§ 本文抜粋:
....
ジギー・スターダストに続くデヴィッド・ボウイのキャラクターとしてアメリカツアー中に『アラジン・セイン』のアイディアが生まれ、日本ツアー前後にレコーディングされた。
美しく洗練されたジギーに比べてアラジン・セインは、狂気の若者を意味する(A Lad In sane)をもじって名付けられ、アメリカ市場向けにやや荒々しく粗野なイメージを打ち出した。
- あの男を注意しろ
- アラジン・セイン (1913-1938-197?)
- ドライヴ・インの土曜日
- デトロイトでのパニック
- 気のふれた男優
- 時間
- プリティエスト・スター
- 夜をぶっとばせ
- ジーン・ジニー
- 薄笑いソウルの淑女
アメリカ向けに生まれた新キャラクター
アラジン・セインはアルバム全体の明確なコンセプトやストーリーはなくジギースターダストのワールドツアー中に、かなり慌ただしく短期間で製作された。
キャラクターとしては、ジギー・スターダストと明確な違いはなく、アメリカ向けのジギー、あるいはジギー・スターダストバージョン2と言ったところか。
レコーディング時間が無かったためか『ハンキー・ドリー』『ジギー・スターダスト』と同じケン・スコットのプロデュースだったが、音のバランスが微妙に悪くジギー・スターダスト、ハンキー・ドリーらに比べてかなり荒く雑なサウンドになっている。
しかしその反面、その荒々しさが結果的にロックンロールの疾走感や凶暴性を表現してデヴィッド・ボウイのアルバム中で最もロックンロール色が強いアルバムとなった。
アルバ全体を通して相変わらずプレイヤーとしてもアレンジャーとしてもギターのミック・ソンソンは大活躍していて、この時期のボウイの最も重要なパートナーであったのは間違いない。
オープニングの『あの男を注意しろ(Watch That Man)』は一聴するとストーンズっぽい楽曲に聴こえるが、斬新なコード進行とスパイダースの疾走感あふれる演奏によってこの時期のデヴィッド・ボウイでしか出せない魅力にあふれたロックンロールナンバーに仕上がった。
サウンド面で前作との明確な違いは、ピアノで参加したジャズ畑出身のマイク・ガースンの存在がある。
アルバムのタイトル曲の『アラジン・セイン(Aladdin Sane)』の後半は、完全にガースンのアドリブソロを中心に作曲されており、このアルバムの不安定で危なっかしいイメージを決定付けている。
ロックにこんなに長いフリージャズのピアノソロを入れるのは当時としてはかなり新しい試みだったんじゃないだろうか。
慌ただしい曲が多いアルバムの中で、じっくり聴ける普通に良い曲と言えるのが、『ドライヴ・インの土曜日(Drive-In Saturday)』で50年代風のアレンジとコーラスで歌い上げるこれまでのボウイになかった真っ当な王道タイプの楽曲。
....
§ 提供資料:
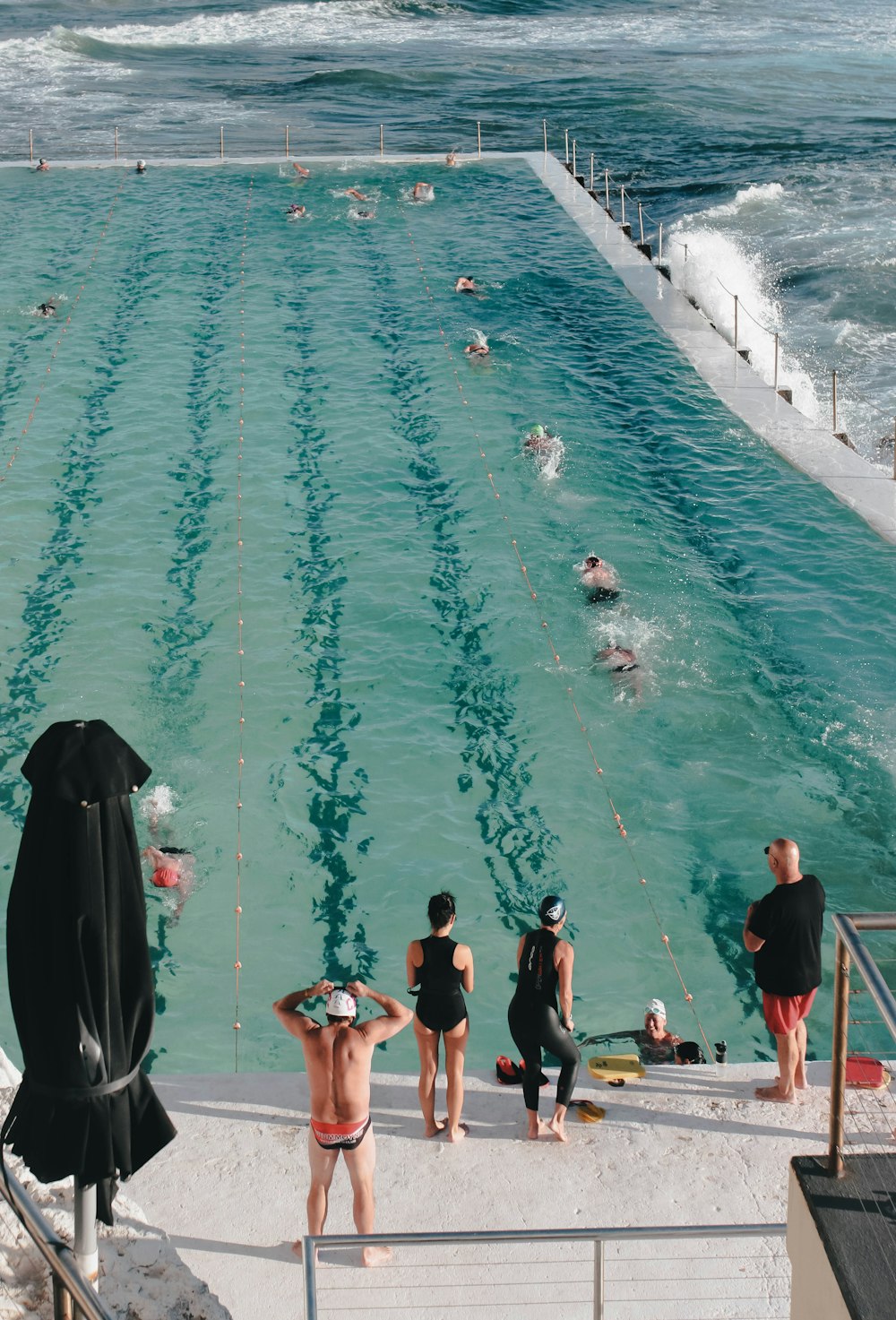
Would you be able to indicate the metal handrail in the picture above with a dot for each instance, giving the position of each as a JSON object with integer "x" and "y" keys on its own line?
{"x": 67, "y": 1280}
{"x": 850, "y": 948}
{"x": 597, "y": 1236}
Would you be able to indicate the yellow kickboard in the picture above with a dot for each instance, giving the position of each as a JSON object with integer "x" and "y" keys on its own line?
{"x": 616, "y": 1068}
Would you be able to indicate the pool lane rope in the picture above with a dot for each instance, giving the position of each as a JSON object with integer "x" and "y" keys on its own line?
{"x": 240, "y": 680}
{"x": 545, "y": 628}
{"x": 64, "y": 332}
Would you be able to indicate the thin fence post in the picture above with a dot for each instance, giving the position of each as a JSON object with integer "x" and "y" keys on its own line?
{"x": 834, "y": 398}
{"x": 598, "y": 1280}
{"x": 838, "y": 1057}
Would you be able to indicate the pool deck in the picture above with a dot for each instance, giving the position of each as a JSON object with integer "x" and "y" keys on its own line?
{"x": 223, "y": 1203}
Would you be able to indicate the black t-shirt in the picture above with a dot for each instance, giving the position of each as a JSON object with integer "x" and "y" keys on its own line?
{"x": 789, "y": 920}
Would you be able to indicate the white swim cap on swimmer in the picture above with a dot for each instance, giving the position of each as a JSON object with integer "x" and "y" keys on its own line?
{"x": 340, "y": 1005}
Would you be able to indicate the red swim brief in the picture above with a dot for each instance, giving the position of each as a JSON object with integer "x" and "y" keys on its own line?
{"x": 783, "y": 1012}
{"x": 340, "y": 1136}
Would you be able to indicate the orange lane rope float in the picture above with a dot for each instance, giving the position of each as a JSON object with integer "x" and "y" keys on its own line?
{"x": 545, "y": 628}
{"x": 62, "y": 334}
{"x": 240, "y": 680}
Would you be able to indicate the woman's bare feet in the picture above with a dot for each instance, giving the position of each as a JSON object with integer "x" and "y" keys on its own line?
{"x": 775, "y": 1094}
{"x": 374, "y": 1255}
....
§ 作業内容:
上にある『アラジン・セイン』についての文章のうち、「レコーディング時間が無かった」を含む語句で始まり「イク・ガースンの存在がある。」で終わる部分を、一字も変えずに書き写してもらえますか。

§ 解答:
レコーディング時間が無かったためか『ハンキー・ドリー』『ジギー・スターダスト』と同じケン・スコットのプロデュースだったが、音のバランスが微妙に悪くジギー・スターダスト、ハンキー・ドリーらに比べてかなり荒く雑なサウンドになっている。
しかしその反面、その荒々しさが結果的にロックンロールの疾走感や凶暴性を表現してデヴィッド・ボウイのアルバム中で最もロックンロール色が強いアルバムとなった。
アルバ全体を通して相変わらずプレイヤーとしてもアレンジャーとしてもギターのミック・ソンソンは大活躍していて、この時期のボウイの最も重要なパートナーであったのは間違いない。
オープニングの『あの男を注意しろ(Watch That Man)』は一聴するとストーンズっぽい楽曲に聴こえるが、斬新なコード進行とスパイダースの疾走感あふれる演奏によってこの時期のデヴィッド・ボウイでしか出せない魅力にあふれたロックンロールナンバーに仕上がった。
サウンド面で前作との明確な違いは、ピアノで参加したジャズ畑出身のマイク・ガースンの存在がある。